::: DOCUMENT PASSAGE :::

An act is done by an employer on the ground of safeguarding national security, but is challenged on the ground that it is in fact an act of religious discrimination. The case comes before the Fair Employment Tribunal. If subsections (2) and (3) of section 42 are removed and the certification schemes abolished, the employer must appear before the tribunal to substantiate his claim that his action was justified on grounds of safeguarding national security, or protecting public safety or public order. Revelation of the kind of information which might have led to an employer forming that sort of judgment could be extremely damaging, not just to the overall security effort in Northern Ireland but, in some circumstances, to the safety of individuals. The House will not expect me to amplify these concerns, but they lie at the very root of the national security safeguard and the certification procedure which is part and parcel of that safeguard.

Mr. Harold McCusker (Upper Bann)

I apologise for being late, but I was unavoidably detained. However, I have listened carefully to the Minister and he is giving the impression that employers make judgments on national security and that it is employers who use that excuse to discriminate. In every case that has been presented to me where a person has been denied employment with a construction company at a security base within perhaps the grounds of Stormont castle, and the company has employed, say, a Roman Catholic and submitted the list of names to the Ministry of Defence or the Northern Ireland Office, the complaints are from the employers. They complain about the action taken by the Minister and his right hon. and hon. Friends in discriminating against a person by saying that he is not fit to work on the site. Who is the discriminator in those circumstances, or who is making the excuse of discrimination? Employers do not cite national security. Most employers could not care tuppence for national security. They are concerned only with earning a profit and getting their job done.

:::

| WRITTEN EXERCISE |
Please take the parliamentary debate on the national security safeguard in fair employment cases further, continuing from where it stops.

::: RAW DATA :::

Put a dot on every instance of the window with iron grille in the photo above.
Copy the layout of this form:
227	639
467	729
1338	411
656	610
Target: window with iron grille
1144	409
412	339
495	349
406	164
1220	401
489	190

:::
::: RAW DATA :::

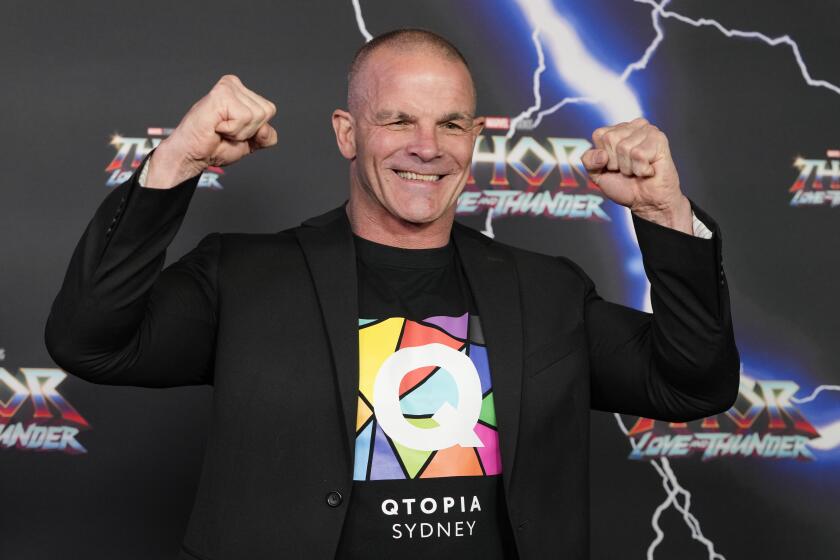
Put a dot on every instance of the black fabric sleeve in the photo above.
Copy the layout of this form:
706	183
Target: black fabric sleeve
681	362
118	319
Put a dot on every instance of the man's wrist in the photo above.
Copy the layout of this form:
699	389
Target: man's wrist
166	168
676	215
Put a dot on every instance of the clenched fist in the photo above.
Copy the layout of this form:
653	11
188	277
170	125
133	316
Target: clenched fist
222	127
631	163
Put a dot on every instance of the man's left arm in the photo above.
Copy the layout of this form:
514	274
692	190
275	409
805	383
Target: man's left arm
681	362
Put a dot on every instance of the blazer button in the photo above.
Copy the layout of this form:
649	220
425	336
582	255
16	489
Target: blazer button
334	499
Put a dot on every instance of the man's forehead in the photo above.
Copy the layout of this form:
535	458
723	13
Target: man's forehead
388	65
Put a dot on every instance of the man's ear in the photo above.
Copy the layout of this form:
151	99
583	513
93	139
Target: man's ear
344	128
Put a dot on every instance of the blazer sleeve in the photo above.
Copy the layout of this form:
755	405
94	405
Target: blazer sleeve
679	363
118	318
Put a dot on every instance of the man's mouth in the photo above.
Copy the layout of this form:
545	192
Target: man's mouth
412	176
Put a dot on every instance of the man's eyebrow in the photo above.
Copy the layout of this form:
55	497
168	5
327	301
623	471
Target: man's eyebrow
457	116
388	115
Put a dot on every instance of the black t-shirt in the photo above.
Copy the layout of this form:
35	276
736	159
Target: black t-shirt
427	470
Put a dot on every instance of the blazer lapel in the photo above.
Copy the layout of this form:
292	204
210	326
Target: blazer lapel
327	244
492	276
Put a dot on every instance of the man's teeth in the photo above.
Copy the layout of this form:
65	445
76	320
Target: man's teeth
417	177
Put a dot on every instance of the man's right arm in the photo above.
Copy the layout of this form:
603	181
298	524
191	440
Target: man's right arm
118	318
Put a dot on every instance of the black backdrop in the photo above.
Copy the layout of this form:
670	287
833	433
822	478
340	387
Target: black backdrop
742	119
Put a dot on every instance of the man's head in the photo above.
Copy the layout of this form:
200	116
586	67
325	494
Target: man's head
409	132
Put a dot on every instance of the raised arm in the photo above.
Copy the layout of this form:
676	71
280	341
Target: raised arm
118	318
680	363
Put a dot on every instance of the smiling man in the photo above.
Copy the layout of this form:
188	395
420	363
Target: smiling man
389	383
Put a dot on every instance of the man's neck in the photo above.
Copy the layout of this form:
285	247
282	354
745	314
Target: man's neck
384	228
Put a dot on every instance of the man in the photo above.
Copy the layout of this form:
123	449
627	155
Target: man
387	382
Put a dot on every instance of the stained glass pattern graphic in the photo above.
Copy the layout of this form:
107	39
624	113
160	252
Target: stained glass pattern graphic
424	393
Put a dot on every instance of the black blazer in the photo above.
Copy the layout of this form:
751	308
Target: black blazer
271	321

:::
::: RAW DATA :::

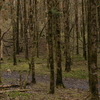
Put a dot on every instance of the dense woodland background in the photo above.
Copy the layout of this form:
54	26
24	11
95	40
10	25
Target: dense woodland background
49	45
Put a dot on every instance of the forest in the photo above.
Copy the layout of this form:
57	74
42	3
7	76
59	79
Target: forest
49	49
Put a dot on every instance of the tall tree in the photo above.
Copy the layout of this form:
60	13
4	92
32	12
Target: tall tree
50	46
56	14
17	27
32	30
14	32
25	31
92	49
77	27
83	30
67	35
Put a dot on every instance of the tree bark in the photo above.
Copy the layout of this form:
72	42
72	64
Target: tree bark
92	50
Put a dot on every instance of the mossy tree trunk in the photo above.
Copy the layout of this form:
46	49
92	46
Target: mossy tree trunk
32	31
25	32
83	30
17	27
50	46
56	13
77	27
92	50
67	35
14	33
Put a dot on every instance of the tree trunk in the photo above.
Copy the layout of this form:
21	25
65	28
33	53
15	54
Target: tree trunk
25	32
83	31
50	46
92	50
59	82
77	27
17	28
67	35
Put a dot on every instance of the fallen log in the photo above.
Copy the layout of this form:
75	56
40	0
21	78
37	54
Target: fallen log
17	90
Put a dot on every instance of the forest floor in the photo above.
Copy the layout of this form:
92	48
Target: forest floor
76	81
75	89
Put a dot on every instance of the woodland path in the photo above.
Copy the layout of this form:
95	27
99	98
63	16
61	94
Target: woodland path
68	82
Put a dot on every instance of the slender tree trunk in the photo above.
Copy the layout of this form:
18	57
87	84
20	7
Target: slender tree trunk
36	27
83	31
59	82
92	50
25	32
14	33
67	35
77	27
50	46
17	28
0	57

:::

| SOLVED PROBLEM |
Mr. Viggers

The hon. Gentleman is entirely right. Section 42 procedure is used by the Government. The certificate is signed by or on behalf of the Secretary of State and it is for him to say that there are issues of national security involved and that he deems it necessary, in the public interest, that an individual should not be entitled to take advantage of the claim of discrimination which he is alleging,

I do not demur from the point made by the hon. Gentleman, but I am sure that he will accept that concerns have been expressed about section 42 because, by nature of the procedure and because national security is involved, it is not possible to be as clear as one would like about the grounds on which the certificate has been signed. As the House would expect, section 42 certificate applications are taken seriously by my right hon. Friend the Secretary of State. They are subject to detailed scrutiny.

Mr. Ashdown

We all recognise that this is a complex matter. That was illustrated by the excellent speech made by the hon. Member for Kingston upon Hull, North (Mr. McNamara). However, I do not understand why the Minister is suggesting that allowing the Secretary of State's decision to be open to judicial review would be damaging in this case but works perfectly well under the Sex Discrimination Order 1988. If it applies in that case, why can it not apply here?

Mr. Viggers

I shall come to that. It is a detailed point and I hope that the right hon. Gentleman will allow me to proceed with my argument until I reach it.

As I have said, concerns have been expressed about section 42 and we would like to find ways of modifying the system to make it more demonstrably fair. Although those responsible for the administration of the system can see that it is fair, we must seek to make it demonstrably fair.

As I warned in Committee, we were not optimistic about devising modifications that would not risk undermining the entire operation of the national security safeguard. I have to say that, at least for the time being, we are not in a position to make any change to the existing system. That does not mean that we have abandoned our attempt to meet the concerns that have been expressed. We are currently examining the administrative procedures to see whether they can usefully be revised. I am sorry that this is a disappointing response to hon. Members' concerns but we cannot countenance any change that would undermine a vital safeguard.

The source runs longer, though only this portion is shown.